▶ _What the task asks_
Reproduce every entry below precisely. Pictures are excluded from the copy.

══ Supplied records

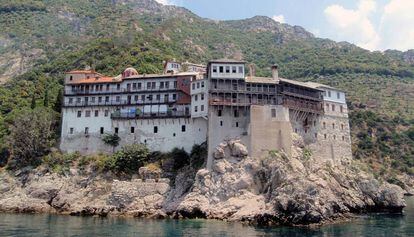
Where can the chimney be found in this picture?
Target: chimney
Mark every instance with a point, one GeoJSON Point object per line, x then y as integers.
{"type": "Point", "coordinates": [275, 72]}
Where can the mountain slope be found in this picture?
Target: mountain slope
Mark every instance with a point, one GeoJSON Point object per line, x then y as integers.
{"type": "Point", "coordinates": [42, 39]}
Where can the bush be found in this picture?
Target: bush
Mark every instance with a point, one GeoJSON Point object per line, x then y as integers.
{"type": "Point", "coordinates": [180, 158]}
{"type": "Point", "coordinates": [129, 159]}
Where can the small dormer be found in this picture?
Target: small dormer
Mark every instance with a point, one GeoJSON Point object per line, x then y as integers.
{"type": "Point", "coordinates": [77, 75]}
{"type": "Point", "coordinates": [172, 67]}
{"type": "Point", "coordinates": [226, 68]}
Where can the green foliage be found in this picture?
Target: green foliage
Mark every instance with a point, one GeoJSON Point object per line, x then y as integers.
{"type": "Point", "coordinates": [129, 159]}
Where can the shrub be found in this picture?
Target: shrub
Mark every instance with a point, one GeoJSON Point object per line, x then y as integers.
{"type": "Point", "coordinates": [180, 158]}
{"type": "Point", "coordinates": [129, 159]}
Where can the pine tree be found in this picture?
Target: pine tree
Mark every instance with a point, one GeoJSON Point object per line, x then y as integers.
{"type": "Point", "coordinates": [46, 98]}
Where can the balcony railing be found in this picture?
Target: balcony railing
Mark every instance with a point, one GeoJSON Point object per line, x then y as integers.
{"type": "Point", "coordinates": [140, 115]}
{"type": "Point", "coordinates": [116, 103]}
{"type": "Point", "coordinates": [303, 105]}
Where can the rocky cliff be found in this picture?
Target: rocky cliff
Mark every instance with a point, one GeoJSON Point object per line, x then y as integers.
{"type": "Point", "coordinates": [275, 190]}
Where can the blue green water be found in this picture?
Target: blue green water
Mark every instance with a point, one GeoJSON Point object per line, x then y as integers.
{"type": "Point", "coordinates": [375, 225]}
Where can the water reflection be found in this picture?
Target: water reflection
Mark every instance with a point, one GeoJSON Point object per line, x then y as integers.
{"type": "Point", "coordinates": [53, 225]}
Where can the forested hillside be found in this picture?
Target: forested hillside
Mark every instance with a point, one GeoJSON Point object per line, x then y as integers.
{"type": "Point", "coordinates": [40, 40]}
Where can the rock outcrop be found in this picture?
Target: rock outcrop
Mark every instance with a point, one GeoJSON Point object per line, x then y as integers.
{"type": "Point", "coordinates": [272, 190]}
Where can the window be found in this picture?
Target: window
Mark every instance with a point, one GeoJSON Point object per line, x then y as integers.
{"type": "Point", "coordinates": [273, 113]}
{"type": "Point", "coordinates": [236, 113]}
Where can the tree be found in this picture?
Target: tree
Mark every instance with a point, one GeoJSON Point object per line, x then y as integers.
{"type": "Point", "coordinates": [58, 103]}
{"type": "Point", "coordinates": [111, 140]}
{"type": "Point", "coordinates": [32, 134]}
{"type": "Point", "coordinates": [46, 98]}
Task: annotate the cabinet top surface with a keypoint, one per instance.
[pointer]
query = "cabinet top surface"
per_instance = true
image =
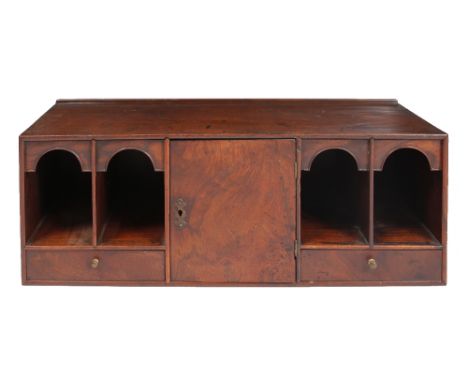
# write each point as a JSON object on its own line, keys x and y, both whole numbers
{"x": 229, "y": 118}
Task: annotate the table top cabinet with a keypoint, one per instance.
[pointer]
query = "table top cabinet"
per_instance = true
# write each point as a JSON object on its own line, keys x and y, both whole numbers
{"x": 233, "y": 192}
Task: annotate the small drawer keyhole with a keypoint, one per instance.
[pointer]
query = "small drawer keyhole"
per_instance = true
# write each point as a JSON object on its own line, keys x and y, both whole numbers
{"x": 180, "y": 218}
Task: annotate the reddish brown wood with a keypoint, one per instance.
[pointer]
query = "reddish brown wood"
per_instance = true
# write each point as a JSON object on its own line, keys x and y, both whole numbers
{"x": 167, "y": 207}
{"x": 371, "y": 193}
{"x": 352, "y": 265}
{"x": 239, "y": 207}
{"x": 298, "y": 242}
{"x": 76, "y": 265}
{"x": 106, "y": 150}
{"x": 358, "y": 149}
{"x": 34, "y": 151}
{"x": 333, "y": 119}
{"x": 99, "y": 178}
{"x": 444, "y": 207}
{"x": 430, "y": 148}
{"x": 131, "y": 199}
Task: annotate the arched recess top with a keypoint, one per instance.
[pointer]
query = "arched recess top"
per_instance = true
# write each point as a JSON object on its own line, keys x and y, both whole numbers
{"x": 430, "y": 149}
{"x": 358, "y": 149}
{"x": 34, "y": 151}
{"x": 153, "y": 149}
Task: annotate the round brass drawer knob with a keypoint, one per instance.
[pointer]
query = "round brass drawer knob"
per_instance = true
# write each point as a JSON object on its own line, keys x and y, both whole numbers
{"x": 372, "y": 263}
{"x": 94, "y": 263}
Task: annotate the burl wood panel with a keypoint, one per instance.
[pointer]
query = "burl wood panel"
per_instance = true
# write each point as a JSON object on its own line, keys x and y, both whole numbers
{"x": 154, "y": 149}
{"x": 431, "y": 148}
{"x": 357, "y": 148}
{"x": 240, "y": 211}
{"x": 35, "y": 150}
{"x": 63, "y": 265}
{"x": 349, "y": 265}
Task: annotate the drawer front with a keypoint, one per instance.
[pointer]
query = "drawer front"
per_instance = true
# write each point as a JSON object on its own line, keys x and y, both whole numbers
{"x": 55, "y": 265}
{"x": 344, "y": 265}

════

▶ _Correct answer_
Where can the chimney be found in this picture?
Target: chimney
Mark every instance with a point, one GeoJSON Point object per line, x then y as integers.
{"type": "Point", "coordinates": [275, 72]}
Where can the mountain slope be found in this picture?
Target: mountain slope
Mark every instance with a point, one GeoJSON Point object per line, x then y as integers.
{"type": "Point", "coordinates": [42, 39]}
Where can the bush be found in this picture?
Target: bush
Mark every instance with a point, one GeoJSON Point object per line, x then y as integers.
{"type": "Point", "coordinates": [180, 158]}
{"type": "Point", "coordinates": [129, 159]}
Where can the small dormer be found in this picture?
Target: small dormer
Mark every instance with a point, one GeoJSON Point object per line, x then y as integers.
{"type": "Point", "coordinates": [77, 75]}
{"type": "Point", "coordinates": [172, 67]}
{"type": "Point", "coordinates": [226, 68]}
Where can the green foliage be found in this picture?
Target: green foliage
Mark every instance with a point, one GeoJSON Point object per line, x then y as integers.
{"type": "Point", "coordinates": [129, 159]}
Where can the shrub be found in this picture?
Target: shrub
Mark every instance with a point, one GeoJSON Point object per line, x then y as integers.
{"type": "Point", "coordinates": [180, 158]}
{"type": "Point", "coordinates": [129, 159]}
Where can the pine tree be found in this picture?
Target: pine tree
Mark every instance with a point, one GeoJSON Point object per line, x then y as integers.
{"type": "Point", "coordinates": [46, 98]}
Where can the balcony railing be found in this picture?
Target: balcony railing
Mark every instance with a point, one GeoJSON Point object per line, x then y as integers.
{"type": "Point", "coordinates": [140, 115]}
{"type": "Point", "coordinates": [116, 103]}
{"type": "Point", "coordinates": [303, 105]}
Where can the rocky cliff be found in this picture?
Target: rocky cliff
Mark every instance with a point, one GeoJSON Point object per line, x then y as integers.
{"type": "Point", "coordinates": [275, 190]}
Where can the blue green water be found in this picture?
Target: blue green water
Mark every instance with a point, one GeoJSON Point object per line, x then y as integers.
{"type": "Point", "coordinates": [375, 225]}
Where can the water reflection be found in this picture?
Target: water reflection
Mark every instance with a point, one GeoJSON Point object per line, x then y as integers.
{"type": "Point", "coordinates": [53, 225]}
Where can the forested hillside be found in this picture?
Target: forested hillside
Mark every instance with a point, one GeoJSON Point object per line, x then y as integers.
{"type": "Point", "coordinates": [40, 40]}
Where can the rock outcrop be found in this picture?
Target: rock outcrop
Mark every instance with a point, one GeoJSON Point object per line, x then y as integers.
{"type": "Point", "coordinates": [272, 190]}
Where can the window be found in this picture?
Target: window
Mark every instance with a point, one GeoJSON Point object per line, x then y as integers.
{"type": "Point", "coordinates": [273, 113]}
{"type": "Point", "coordinates": [236, 113]}
Where can the tree be found in this picture?
Target: tree
Mark every instance with a point, one GeoJSON Point object per line, x then y as integers.
{"type": "Point", "coordinates": [58, 103]}
{"type": "Point", "coordinates": [111, 140]}
{"type": "Point", "coordinates": [32, 134]}
{"type": "Point", "coordinates": [46, 98]}
Task: annotate the cabinet top surface with a keypoint, one per instance.
[pointer]
query = "cabinet top surface"
per_instance = true
image =
# write each point as a JSON object on its own line, keys x and y, both whole numbers
{"x": 229, "y": 118}
Task: annotate the table top cabinet with a keypoint, one per instance.
[pointer]
query = "table top cabinet"
per_instance = true
# write each point as a JSON object on its own line, keys x and y, both whole numbers
{"x": 233, "y": 192}
Task: annotate the small drawer keyhole with a keypoint, one per instance.
[pointer]
query = "small drawer keyhole"
per_instance = true
# write each point as a JSON object on its own line, keys x and y, both whole numbers
{"x": 180, "y": 218}
Task: annotate the reddish brown wood with a keypoint, one per instance.
[pointer]
query = "reddish brown wood"
per_instance = true
# write each point as a JSON object on its own line, keys x and y, both whole numbers
{"x": 167, "y": 207}
{"x": 371, "y": 193}
{"x": 352, "y": 265}
{"x": 239, "y": 207}
{"x": 298, "y": 242}
{"x": 76, "y": 265}
{"x": 106, "y": 150}
{"x": 358, "y": 149}
{"x": 34, "y": 151}
{"x": 333, "y": 119}
{"x": 99, "y": 178}
{"x": 444, "y": 207}
{"x": 430, "y": 148}
{"x": 131, "y": 199}
Task: annotate the arched recess top with a keypoint, one per instance.
[pointer]
query = "arched recess top"
per_instance = true
# write each point as a JSON object on its own line, keys x and y, both whole numbers
{"x": 430, "y": 149}
{"x": 358, "y": 149}
{"x": 34, "y": 151}
{"x": 153, "y": 149}
Task: annotate the round brass drawer knob with a keypoint, one per instance.
[pointer]
query = "round brass drawer knob"
per_instance = true
# write each point as a JSON object on its own line, keys x and y, both whole numbers
{"x": 372, "y": 263}
{"x": 94, "y": 263}
Task: annotate the burl wood panel with a keypoint, one per instance.
[pointer]
query = "burl wood panel"
per_instance = true
# write each point as a JSON object on its own line, keys x and y, both whole numbers
{"x": 154, "y": 149}
{"x": 431, "y": 148}
{"x": 357, "y": 148}
{"x": 240, "y": 211}
{"x": 35, "y": 150}
{"x": 63, "y": 265}
{"x": 349, "y": 265}
Task: annotate the drawer front with a keypoint, one per instance.
[pointer]
query = "drawer front"
per_instance = true
# write each point as a JSON object on its own line, keys x and y, both whole numbers
{"x": 55, "y": 265}
{"x": 344, "y": 265}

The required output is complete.